◆ **Information shown**
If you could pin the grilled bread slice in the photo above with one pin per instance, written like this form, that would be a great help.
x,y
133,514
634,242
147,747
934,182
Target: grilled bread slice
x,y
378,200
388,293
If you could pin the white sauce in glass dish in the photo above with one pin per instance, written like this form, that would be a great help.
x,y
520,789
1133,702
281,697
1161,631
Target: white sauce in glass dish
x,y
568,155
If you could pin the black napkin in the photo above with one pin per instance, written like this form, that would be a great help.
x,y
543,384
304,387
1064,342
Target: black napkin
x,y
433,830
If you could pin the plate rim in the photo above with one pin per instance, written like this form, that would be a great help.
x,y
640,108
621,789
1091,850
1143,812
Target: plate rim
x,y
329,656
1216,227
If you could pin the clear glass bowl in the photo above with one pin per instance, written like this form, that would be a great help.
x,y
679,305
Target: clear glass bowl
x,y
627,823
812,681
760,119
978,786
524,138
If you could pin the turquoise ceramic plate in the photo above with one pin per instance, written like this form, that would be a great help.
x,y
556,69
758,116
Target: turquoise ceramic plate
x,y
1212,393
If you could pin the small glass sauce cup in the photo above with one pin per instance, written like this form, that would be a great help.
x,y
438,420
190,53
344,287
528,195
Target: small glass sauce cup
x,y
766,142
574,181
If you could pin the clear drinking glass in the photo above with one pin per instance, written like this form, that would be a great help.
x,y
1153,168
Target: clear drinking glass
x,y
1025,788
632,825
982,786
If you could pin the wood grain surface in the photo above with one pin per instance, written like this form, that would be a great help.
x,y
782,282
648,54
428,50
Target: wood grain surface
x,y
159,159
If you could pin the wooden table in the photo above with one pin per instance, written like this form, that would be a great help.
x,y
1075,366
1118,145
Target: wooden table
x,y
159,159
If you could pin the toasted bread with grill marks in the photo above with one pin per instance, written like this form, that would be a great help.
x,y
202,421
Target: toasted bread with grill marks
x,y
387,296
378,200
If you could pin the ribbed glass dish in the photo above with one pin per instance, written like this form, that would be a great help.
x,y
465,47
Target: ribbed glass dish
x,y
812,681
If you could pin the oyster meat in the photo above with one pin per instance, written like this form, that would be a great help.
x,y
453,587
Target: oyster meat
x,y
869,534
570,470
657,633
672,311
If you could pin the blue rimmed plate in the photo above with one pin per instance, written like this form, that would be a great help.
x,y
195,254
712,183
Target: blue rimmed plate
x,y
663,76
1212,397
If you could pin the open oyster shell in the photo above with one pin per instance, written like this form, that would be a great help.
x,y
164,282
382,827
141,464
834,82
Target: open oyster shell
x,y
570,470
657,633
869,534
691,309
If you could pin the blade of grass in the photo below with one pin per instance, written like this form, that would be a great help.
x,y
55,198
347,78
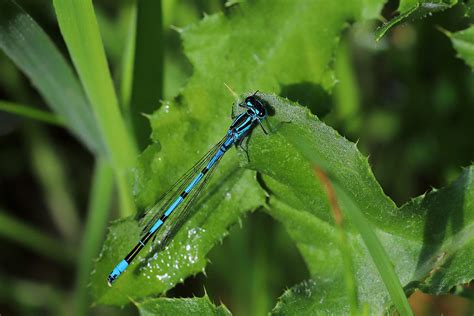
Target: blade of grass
x,y
147,84
30,112
377,252
51,175
355,216
35,240
80,30
98,213
34,53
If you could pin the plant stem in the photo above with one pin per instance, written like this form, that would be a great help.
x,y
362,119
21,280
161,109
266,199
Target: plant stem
x,y
99,208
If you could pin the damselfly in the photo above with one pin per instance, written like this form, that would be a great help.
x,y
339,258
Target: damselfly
x,y
175,204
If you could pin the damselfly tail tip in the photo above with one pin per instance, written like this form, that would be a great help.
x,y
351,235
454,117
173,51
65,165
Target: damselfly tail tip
x,y
234,94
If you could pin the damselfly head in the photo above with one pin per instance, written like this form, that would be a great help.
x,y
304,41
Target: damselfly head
x,y
255,105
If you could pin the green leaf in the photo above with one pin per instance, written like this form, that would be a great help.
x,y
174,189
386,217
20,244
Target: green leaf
x,y
98,213
81,33
181,306
22,39
415,9
147,90
216,47
183,130
463,43
416,237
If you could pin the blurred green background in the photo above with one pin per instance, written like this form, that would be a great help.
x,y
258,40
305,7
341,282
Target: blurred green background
x,y
407,100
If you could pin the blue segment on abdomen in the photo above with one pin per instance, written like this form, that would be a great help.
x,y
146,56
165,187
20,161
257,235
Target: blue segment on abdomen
x,y
173,206
120,268
156,226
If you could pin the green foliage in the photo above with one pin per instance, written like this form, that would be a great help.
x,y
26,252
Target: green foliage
x,y
365,264
463,42
172,306
35,54
415,9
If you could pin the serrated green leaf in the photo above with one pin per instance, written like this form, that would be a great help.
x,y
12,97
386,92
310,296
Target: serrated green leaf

◆ **What to produce**
Swap "Target" for "Label" throughout all of the records and write them out again with nothing else altered. Leave the pictures out of your answer.

◆ **Answer to the exercise**
If you could pin the grilled bread slice in the photo above with one pin per instance, written like this form, that would be a great help.
x,y
133,514
634,242
147,747
934,182
Label: grilled bread slice
x,y
378,200
388,293
If you could pin the white sauce in glass dish in the photo above with one pin per instance, written like this form, that would be a great help.
x,y
520,789
1133,702
281,697
1161,631
Label: white sauce in glass dish
x,y
568,155
If you could pin the black napkin in the photo above with one pin per instance, written like this form, that would be a great help.
x,y
543,384
304,387
1064,342
Label: black napkin
x,y
433,830
If you could pin the plate rim in the photo above with one pin per instance, written like this form, that would be a great help.
x,y
640,108
621,789
1091,850
1143,812
Label: plate rim
x,y
329,656
1216,227
If you could pin the clear glass bowl in the photo above with one pin per instance, written like this form, that would be a great help.
x,y
679,305
Label: clear glass bowl
x,y
627,823
812,681
760,119
978,786
524,138
If you could pin the turquoise ceramic plate in the photo above with one pin per instance, written like this form, that would be a great help.
x,y
556,69
758,116
Label: turquoise ceramic plate
x,y
1212,393
If you could pin the small glass sauce cup in the photo above with one pin per instance, written like this form, that would be a great help.
x,y
438,420
190,53
344,287
528,195
Label: small glass sauce cup
x,y
766,142
574,181
If you could pin the clear drinking glass in the photo above with one pin per instance, written like this form, that would be a great help.
x,y
1153,168
Label: clear drinking glass
x,y
1025,788
632,825
982,786
If you could pin the wood grain surface in the photo above with one pin per instance, written like this form, that would be a great help.
x,y
782,282
648,54
428,50
Label: wood grain surface
x,y
159,159
If you could pin the wooden table in the photo above with one pin per instance, written like this form, that would be a great help.
x,y
1075,366
1118,145
Label: wooden table
x,y
159,159
If you could pin the toasted bread with grill marks in the photo above with one pin per instance, written like this form, that would be a great help.
x,y
202,421
Label: toasted bread with grill marks
x,y
387,296
378,200
If you could pin the ribbed glass dish in the photo above with one pin per instance, written like this form, that would be a great help.
x,y
465,47
Label: ribbed glass dish
x,y
812,681
If you could pin the oyster meat in the photo above with one pin per instance, written like this form, that would be a great help.
x,y
453,587
Label: oyster meat
x,y
869,534
570,470
657,633
672,311
If you could pin the blue rimmed plate in the photo above with one pin per instance, written like this form, that would be a great help.
x,y
195,254
712,183
Label: blue rimmed plate
x,y
663,76
1212,397
If you could pin the open oyster shell in the photo above with one pin per instance, written like this form, that would be a great help.
x,y
164,282
382,827
141,464
834,82
Label: open oyster shell
x,y
570,470
657,633
869,534
691,309
If you could pin the blade of grass in the photo below with one pin per instance, written like this form, that would be a great help.
x,y
55,198
347,78
Label: blade of grass
x,y
147,84
30,112
377,252
51,175
355,216
35,240
80,30
98,213
34,53
If you could pin the plant stem in the photo above with one pin per instance, written like this form, that would be a great help.
x,y
362,119
21,280
161,109
266,199
Label: plant stem
x,y
99,208
If you could pin the damselfly in the photo above with one pin per instance, written like this form, that would be a great help.
x,y
339,258
Label: damselfly
x,y
175,204
If you could pin the damselfly tail tip in the photo above with one pin per instance, written like this form, that would be a great help.
x,y
351,235
454,117
173,51
65,165
Label: damselfly tail tip
x,y
234,94
If you could pin the damselfly head in the photo above with one pin per instance, written like this form, that would be a great help.
x,y
304,41
Label: damselfly head
x,y
255,105
If you could pin the green leaf in the photo above with one pin per instance, written like this form, that would be a great help.
x,y
174,189
386,217
20,244
Label: green leaf
x,y
98,213
81,33
181,306
22,39
415,9
147,90
216,47
183,130
463,43
416,237
If you could pin the blurred green background in the photo above with one pin per instance, written like this form, that would be a great help.
x,y
258,40
305,7
341,282
Label: blurred green background
x,y
407,100
If you could pin the blue segment on abdomen in the photo above with one pin per instance, written like this form, that would be a great help.
x,y
146,56
165,187
20,161
257,235
Label: blue segment on abdomen
x,y
173,206
120,268
156,226
If you could pin the green foliage in the photo above with one pin per instance, written like this form, that would be a great help.
x,y
26,252
Label: green foliage
x,y
365,264
463,42
172,306
35,54
415,9
If you could pin the serrated green leaf in the photo above with one pin per instance, written like this form, that would be a great help.
x,y
12,97
386,92
310,296
Label: serrated green leaf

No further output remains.